## SOURCE EXTRACT
STHD: probabilistic cell typing of Single spots in whole Transcriptome spatial data with High Definition
- Quick start:
notebooks/tutorial.ipynb
- Generates single-spot (2um) cell type labels and probabilities for VisiumHD data using a machine learning model.
- Input: VisiumHD data and reference scRNA-seq dataset with cell type annotation.
- Output: cell type labels and probabilities at 2um spot level.
- Visualization - STHDviewer: interactive, scalable, and fast spatial plot of spot cell type labels, in a HTML.

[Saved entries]
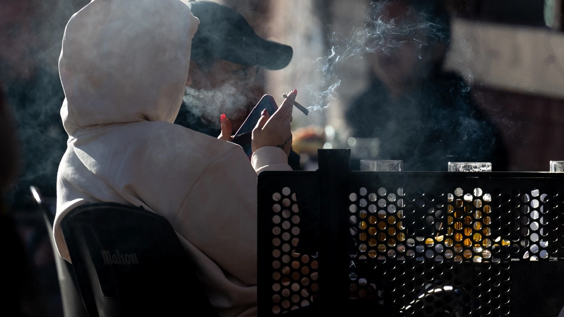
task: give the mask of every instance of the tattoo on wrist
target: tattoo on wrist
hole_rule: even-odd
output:
[[[276,146],[276,147],[279,147],[281,149],[284,149],[284,147],[286,146],[286,144],[287,144],[288,143],[290,142],[290,140],[292,140],[292,137],[291,136],[289,138],[288,138],[288,140],[286,140],[286,142],[284,142],[283,144],[281,144],[281,145],[280,145],[280,146]]]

## WORK INSTRUCTIONS
Reproduce everything in the STHD overview from "STHD: probabilistic cell" down to "machine learning model.", substituting "Visium HD" for each occurrence of "VisiumHD". The items are separate material and have no connection to the STHD overview.

## YOUR SOLUTION
STHD: probabilistic cell typing of Single spots in whole Transcriptome spatial data with High Definition
- Quick start:
notebooks/tutorial.ipynb
- Generates single-spot (2um) cell type labels and probabilities for Visium HD data using a machine learning model.